**What to produce**
Copy everything from the line containing "[ ] locate the guitar neck" down to the end of the records, swapping "locate" for "find" and keeping all else unchanged.
○ ○ ○ ○ ○ ○ ○
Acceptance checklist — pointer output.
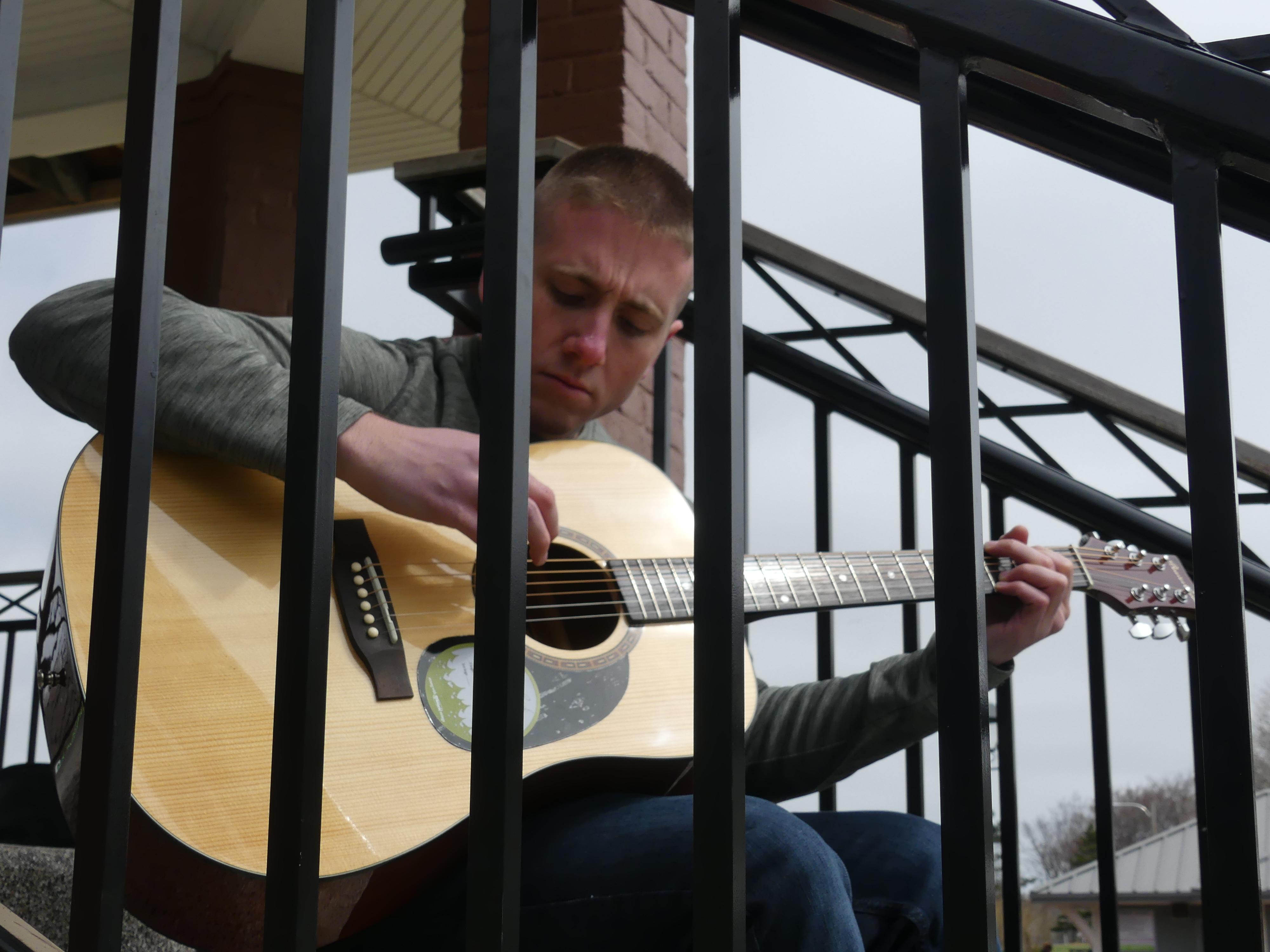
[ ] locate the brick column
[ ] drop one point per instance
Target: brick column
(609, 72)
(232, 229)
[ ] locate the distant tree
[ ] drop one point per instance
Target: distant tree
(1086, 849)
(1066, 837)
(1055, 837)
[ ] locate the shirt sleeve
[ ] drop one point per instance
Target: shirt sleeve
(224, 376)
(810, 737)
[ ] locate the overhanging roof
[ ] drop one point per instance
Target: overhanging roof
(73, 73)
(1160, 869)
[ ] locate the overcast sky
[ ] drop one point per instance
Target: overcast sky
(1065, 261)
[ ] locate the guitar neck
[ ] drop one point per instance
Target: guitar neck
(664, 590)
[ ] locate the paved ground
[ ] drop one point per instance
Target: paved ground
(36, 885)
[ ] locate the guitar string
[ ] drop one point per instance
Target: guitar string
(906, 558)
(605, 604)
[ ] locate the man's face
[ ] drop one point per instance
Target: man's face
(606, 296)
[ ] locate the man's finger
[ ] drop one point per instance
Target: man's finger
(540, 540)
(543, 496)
○ ○ ○ ○ ○ ○ ○
**Task output**
[ ] find the guitar neck
[ ] drop one point per instance
Target: guitar neck
(664, 590)
[ ] find the paved ground
[ ] drop one point per instance
Target: paved ground
(36, 885)
[ ] find the guitar string
[ ] drop one point per instance
Target: guitar string
(906, 558)
(605, 604)
[ ] find the man's face
[ ] drop one point per instance
Target: man's face
(606, 296)
[ ] find the man's finger
[ ] drop one point per instance
Target: man's finger
(540, 540)
(543, 496)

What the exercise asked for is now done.